-- What the task asks --
Pull out the stretch of the records from the line containing "of the person" through the line containing "M18 252L77 248L74", and reproduce those lines unchanged.

┌──

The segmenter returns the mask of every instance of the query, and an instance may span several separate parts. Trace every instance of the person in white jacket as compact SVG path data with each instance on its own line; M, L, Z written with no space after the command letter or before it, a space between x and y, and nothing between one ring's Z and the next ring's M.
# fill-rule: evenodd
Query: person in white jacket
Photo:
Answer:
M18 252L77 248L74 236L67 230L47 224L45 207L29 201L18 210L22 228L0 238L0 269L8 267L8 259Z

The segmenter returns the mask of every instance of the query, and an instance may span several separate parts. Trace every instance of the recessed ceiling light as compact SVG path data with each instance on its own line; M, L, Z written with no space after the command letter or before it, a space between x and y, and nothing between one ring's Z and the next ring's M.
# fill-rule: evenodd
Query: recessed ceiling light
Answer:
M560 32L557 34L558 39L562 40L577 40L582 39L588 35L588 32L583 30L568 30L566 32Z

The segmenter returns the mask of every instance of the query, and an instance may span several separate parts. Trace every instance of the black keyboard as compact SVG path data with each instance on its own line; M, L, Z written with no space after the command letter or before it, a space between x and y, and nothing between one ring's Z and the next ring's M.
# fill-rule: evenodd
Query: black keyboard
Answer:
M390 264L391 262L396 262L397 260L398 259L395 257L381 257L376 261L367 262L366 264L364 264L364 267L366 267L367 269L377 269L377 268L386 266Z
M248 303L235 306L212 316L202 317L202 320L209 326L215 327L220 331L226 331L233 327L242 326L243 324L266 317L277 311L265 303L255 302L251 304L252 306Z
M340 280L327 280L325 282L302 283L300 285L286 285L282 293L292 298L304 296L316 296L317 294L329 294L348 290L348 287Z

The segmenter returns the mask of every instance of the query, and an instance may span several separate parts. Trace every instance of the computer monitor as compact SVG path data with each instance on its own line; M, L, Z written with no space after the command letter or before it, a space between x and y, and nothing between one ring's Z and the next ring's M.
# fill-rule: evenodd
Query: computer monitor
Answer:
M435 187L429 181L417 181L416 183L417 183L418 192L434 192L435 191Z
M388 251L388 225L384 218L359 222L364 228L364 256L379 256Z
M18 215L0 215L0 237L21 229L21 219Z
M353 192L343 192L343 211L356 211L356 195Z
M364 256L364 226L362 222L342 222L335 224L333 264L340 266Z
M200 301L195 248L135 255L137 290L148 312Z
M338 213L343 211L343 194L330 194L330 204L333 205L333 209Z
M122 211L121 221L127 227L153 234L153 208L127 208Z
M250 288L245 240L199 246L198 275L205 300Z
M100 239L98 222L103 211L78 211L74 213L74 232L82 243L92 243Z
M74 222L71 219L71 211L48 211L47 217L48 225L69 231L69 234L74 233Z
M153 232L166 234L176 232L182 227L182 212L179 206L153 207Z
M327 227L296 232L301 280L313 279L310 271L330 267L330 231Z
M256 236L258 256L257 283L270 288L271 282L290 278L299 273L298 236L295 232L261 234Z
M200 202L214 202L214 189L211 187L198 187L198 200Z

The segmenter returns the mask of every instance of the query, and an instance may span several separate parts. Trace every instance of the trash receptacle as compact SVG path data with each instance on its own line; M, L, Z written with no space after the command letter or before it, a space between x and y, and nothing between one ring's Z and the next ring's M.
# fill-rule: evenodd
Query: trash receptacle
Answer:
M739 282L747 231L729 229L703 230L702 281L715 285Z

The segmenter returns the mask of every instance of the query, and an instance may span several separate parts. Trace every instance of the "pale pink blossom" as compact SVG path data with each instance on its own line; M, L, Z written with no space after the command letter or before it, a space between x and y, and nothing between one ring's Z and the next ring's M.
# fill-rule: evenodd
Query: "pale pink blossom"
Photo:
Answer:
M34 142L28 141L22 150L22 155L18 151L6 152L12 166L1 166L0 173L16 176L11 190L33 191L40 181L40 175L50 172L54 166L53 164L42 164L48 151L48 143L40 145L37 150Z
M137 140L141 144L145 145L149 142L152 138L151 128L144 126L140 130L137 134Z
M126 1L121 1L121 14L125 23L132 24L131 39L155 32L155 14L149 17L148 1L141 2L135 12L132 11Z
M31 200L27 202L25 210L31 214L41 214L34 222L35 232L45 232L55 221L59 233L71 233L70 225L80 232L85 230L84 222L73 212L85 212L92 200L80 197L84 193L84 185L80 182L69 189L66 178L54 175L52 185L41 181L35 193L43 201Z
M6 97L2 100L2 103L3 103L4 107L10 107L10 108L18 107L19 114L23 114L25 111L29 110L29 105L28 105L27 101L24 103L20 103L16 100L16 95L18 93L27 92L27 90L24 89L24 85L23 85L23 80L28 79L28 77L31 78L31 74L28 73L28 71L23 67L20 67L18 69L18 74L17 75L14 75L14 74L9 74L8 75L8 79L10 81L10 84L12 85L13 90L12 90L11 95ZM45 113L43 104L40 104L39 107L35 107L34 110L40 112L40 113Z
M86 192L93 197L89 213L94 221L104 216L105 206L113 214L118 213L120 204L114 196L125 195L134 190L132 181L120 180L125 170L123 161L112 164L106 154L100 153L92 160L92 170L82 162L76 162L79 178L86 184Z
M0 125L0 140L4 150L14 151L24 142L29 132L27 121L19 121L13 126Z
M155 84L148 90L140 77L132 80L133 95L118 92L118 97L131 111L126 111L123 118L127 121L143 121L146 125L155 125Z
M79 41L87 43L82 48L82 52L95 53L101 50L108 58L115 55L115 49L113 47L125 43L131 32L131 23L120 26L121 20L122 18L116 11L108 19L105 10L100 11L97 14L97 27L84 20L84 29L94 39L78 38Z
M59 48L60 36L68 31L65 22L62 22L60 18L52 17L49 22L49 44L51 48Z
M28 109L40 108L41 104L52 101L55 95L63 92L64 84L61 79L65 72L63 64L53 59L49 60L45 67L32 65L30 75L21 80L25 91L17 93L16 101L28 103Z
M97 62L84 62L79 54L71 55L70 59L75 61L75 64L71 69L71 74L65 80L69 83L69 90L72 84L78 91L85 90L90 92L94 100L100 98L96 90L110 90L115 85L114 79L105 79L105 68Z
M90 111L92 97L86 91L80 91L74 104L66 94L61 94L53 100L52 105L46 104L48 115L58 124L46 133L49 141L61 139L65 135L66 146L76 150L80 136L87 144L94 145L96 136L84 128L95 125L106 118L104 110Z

└──
┌──

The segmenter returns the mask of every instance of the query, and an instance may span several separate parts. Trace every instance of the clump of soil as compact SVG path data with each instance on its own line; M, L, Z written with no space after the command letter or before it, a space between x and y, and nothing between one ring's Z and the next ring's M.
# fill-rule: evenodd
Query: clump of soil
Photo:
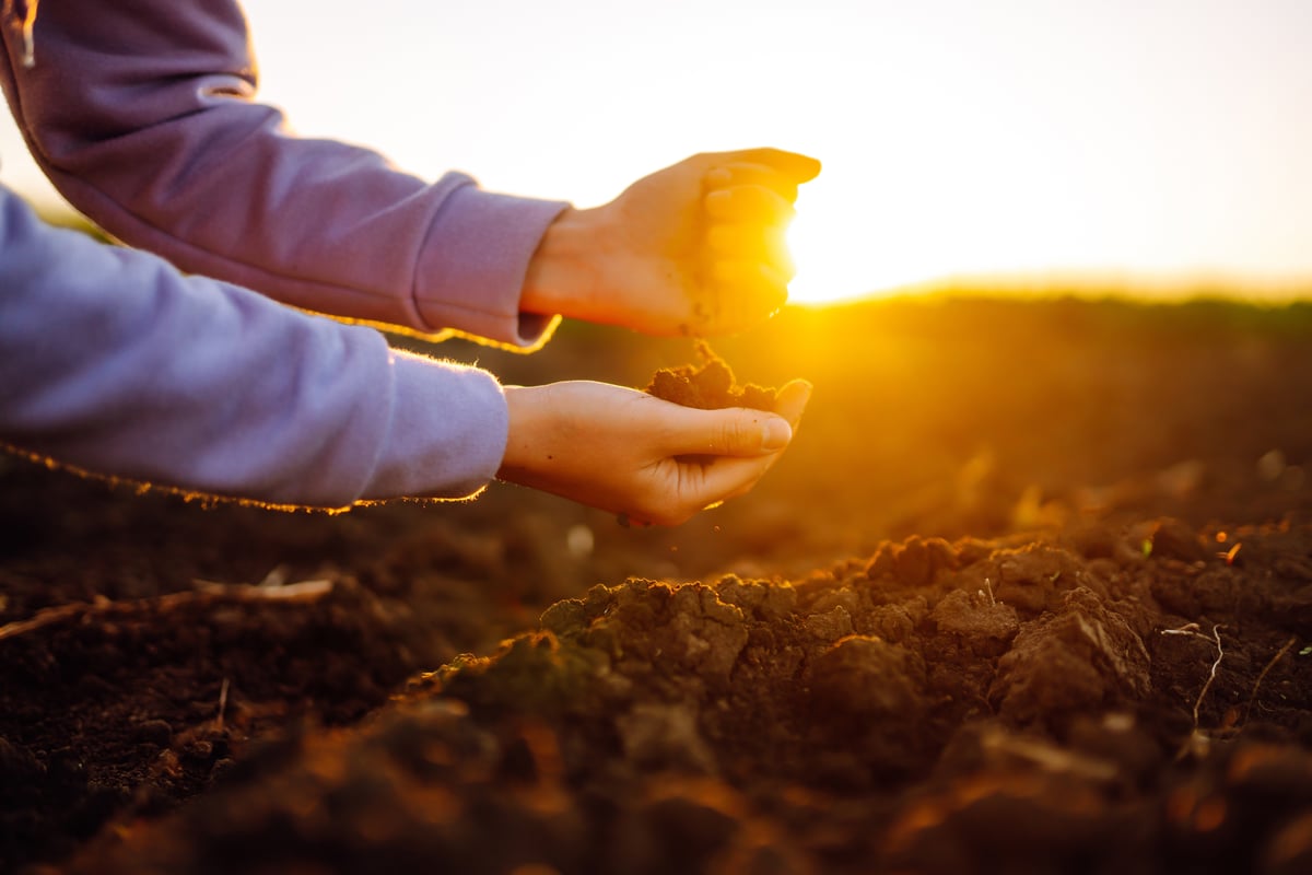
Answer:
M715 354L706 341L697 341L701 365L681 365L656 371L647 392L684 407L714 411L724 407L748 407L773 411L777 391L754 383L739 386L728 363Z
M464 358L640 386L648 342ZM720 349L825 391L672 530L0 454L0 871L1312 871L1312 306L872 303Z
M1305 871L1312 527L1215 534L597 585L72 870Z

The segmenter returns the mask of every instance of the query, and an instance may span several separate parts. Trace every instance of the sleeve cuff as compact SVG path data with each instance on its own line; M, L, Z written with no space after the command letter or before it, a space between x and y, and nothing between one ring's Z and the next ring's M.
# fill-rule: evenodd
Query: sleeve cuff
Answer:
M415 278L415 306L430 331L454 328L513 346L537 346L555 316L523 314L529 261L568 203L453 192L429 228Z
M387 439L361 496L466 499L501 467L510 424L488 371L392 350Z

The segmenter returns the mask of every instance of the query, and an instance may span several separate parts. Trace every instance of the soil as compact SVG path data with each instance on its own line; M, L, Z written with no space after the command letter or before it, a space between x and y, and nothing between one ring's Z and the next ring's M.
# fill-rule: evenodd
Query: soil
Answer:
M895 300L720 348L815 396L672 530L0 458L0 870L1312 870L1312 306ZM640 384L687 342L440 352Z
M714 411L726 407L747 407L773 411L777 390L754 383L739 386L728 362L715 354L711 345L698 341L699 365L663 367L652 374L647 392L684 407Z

└──

-- Task answer --
The segmenter returns the mask of every instance of the query, and an instance may span several separate parts. Trace every instance of the person in white jacket as compact SVG path data with each instance on its own line; M, L, Z written with no space after the command letter or before it, a space between x and y, and nothing between one ring's Z and the next ring's M.
# fill-rule: evenodd
Query: person in white jacket
Photo:
Answer:
M18 252L77 248L74 236L67 230L47 224L45 207L29 201L18 210L22 228L0 238L0 269L8 267L8 259Z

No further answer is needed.